# GIVEN EXERCISE
Find the line that contains "Could you please point to the gazebo" in the entries below. Restate it and every line after it, word for word, with no pictures.

"""

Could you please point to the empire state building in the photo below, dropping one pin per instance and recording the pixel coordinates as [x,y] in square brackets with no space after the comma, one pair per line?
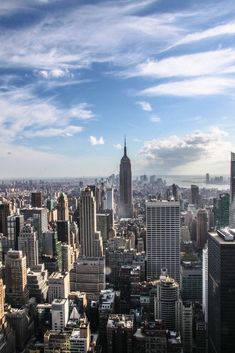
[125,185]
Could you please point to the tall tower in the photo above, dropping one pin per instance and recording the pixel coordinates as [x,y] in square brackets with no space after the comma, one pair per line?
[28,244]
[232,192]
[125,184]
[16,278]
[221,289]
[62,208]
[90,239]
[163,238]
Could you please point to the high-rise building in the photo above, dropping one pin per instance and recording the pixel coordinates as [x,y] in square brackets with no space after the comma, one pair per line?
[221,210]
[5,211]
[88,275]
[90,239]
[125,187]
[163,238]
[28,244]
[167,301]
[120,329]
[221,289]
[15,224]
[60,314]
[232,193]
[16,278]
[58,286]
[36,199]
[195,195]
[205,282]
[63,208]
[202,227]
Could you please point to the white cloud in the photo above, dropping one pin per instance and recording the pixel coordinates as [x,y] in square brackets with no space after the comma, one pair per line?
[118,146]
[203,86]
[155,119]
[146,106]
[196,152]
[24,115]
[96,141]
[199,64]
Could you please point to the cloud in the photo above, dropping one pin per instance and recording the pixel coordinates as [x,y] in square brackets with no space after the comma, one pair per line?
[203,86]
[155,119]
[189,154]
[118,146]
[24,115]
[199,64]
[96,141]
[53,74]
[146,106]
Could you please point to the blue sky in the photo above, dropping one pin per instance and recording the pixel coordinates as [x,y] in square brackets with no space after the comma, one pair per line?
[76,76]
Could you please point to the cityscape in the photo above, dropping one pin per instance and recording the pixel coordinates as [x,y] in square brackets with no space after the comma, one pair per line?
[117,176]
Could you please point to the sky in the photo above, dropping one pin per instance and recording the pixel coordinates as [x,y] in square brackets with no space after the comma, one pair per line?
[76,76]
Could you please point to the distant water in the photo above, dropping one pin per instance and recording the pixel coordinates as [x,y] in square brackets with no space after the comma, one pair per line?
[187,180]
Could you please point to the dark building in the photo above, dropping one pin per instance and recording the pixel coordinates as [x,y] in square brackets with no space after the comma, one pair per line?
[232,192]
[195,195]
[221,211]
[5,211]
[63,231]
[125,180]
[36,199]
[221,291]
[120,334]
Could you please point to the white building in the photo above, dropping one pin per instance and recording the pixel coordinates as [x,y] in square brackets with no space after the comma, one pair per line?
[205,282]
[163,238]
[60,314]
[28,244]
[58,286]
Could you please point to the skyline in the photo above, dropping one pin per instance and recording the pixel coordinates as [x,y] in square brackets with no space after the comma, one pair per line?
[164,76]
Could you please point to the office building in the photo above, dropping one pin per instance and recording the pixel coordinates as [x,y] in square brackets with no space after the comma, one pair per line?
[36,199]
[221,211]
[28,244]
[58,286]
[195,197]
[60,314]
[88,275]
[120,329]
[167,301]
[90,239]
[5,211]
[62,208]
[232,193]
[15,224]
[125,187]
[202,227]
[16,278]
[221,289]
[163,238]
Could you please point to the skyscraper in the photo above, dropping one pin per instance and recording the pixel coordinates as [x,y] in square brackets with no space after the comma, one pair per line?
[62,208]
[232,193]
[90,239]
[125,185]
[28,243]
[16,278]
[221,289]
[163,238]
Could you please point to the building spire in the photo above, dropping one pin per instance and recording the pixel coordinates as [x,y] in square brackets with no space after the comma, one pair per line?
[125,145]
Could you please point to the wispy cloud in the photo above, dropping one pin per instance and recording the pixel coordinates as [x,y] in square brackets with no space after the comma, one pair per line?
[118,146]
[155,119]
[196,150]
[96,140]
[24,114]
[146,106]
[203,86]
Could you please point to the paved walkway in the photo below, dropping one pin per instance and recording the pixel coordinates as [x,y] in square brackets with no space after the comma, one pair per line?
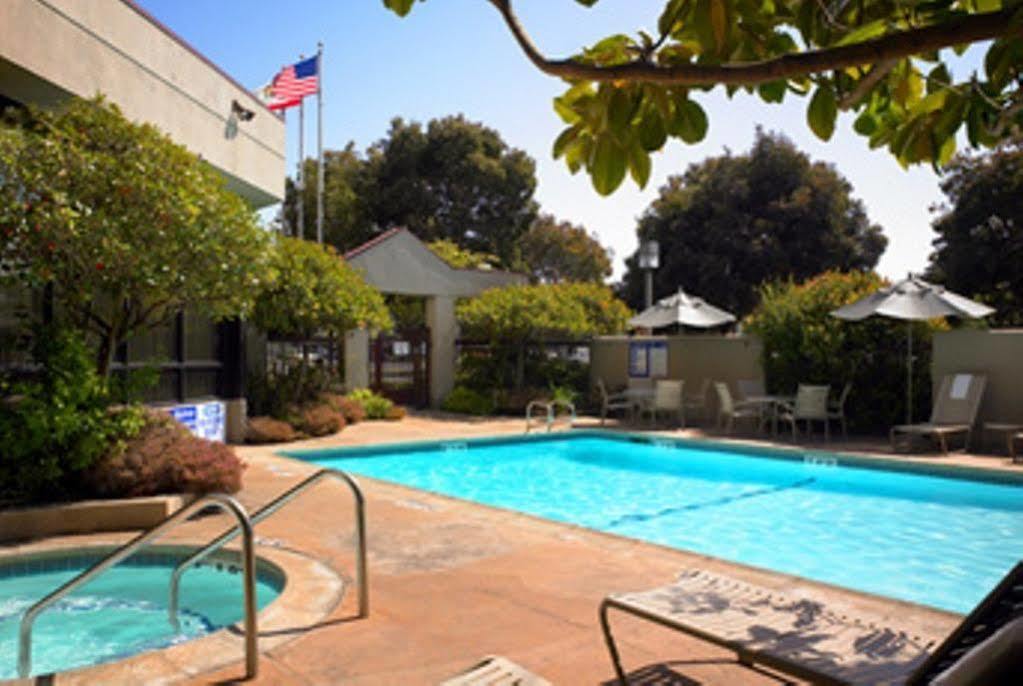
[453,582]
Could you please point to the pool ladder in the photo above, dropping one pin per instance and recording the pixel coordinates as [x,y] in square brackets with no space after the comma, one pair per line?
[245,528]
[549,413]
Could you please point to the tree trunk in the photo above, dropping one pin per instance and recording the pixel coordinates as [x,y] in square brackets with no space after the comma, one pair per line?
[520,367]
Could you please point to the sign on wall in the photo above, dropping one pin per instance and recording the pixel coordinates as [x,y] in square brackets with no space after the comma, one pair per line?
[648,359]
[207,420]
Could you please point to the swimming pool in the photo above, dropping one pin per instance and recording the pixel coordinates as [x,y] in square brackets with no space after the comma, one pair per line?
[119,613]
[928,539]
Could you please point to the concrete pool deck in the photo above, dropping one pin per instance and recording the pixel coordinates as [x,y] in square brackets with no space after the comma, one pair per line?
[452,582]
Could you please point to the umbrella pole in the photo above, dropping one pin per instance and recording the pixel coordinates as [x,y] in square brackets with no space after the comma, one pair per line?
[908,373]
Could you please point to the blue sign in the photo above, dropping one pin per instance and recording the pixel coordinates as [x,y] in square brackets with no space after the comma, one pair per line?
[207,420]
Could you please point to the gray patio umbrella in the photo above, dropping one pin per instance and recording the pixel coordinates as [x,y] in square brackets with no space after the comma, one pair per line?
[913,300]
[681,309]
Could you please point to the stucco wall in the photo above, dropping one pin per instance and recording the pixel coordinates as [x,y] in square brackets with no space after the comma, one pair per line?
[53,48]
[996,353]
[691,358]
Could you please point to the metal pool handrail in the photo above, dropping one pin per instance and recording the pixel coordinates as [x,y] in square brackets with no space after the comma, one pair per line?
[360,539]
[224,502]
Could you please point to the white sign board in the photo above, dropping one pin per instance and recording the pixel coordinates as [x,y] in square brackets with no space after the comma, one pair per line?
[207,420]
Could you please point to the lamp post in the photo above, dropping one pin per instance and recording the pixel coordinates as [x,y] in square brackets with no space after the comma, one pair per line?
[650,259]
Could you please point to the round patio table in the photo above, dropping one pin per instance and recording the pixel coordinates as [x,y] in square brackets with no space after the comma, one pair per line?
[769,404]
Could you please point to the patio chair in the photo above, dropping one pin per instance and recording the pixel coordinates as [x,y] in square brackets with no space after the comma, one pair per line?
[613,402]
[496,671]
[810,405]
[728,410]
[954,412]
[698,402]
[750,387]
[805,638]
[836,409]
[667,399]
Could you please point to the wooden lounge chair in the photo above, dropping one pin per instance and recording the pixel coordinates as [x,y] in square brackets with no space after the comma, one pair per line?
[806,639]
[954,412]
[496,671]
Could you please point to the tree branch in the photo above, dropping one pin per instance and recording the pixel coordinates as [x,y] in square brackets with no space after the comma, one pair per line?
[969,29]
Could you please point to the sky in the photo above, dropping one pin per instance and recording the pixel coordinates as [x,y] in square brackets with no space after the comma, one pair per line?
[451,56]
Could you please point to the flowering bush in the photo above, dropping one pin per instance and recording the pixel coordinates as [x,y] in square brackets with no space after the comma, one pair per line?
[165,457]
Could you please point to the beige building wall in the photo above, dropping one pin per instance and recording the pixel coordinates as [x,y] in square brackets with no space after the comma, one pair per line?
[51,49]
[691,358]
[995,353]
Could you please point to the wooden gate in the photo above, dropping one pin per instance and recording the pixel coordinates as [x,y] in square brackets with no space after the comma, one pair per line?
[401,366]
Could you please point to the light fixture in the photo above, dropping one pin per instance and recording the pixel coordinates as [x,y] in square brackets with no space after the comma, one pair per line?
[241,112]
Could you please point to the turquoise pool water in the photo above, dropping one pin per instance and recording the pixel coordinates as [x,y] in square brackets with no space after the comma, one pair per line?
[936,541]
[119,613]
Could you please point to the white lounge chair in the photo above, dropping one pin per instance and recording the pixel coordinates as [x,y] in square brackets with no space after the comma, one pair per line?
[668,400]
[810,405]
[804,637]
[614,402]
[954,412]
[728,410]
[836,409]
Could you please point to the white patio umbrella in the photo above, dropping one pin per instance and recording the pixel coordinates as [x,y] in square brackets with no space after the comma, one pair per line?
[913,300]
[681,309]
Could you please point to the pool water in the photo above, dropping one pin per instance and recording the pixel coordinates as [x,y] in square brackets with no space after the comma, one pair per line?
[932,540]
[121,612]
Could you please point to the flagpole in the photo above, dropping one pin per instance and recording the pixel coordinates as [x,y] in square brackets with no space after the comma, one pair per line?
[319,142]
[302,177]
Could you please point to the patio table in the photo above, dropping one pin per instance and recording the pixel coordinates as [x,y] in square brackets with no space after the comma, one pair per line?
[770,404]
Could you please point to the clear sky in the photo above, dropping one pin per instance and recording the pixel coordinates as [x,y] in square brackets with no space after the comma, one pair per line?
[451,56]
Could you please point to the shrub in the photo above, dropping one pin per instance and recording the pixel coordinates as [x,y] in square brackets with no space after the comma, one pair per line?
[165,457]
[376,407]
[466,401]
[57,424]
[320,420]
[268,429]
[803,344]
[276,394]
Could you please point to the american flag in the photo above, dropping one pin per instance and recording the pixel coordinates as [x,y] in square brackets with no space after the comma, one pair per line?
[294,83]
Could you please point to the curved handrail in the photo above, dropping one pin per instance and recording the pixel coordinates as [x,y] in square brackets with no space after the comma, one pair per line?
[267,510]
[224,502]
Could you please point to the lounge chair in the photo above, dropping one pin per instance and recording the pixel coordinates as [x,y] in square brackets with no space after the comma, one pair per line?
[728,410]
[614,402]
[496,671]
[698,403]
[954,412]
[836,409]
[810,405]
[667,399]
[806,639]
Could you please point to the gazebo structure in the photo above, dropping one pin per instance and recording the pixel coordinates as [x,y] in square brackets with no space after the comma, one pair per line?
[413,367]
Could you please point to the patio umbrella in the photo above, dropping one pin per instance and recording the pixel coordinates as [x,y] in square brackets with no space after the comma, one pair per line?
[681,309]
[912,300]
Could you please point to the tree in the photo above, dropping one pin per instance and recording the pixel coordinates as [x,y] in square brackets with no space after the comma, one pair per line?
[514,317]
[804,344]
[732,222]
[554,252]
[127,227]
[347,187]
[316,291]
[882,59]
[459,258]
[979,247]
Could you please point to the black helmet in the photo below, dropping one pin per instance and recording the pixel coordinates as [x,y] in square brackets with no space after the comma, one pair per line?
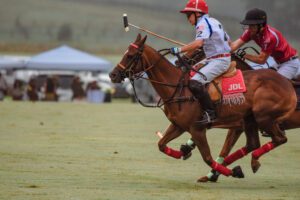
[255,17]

"""

# THE RESPONSE
Could you please point to the gazebo structure in the photo above, dropping one pin per instance and recording the pixel coordinates as [x,y] in square brackets with no space after the comma, one pair per line?
[413,367]
Could you please point to the patio umbrella in the photo above, dropping one pin per instance and recording the pixel coordinates as [x,y] in square brackets with no space after the comma, one pair per line?
[681,309]
[912,300]
Could you please point to the tree in the photo above, dropping one pin per instance and recording the pixel coordinates as [x,y] in square brackets with no space after the comma, one pair per line?
[514,317]
[804,344]
[732,222]
[554,252]
[127,227]
[347,187]
[316,291]
[882,59]
[459,258]
[979,247]
Could you please point to the black helmet in the photo below, dropping one pin per instance and recording the pixel coordinates as [x,y] in square brackets with no space after the comma, one pair per line?
[255,17]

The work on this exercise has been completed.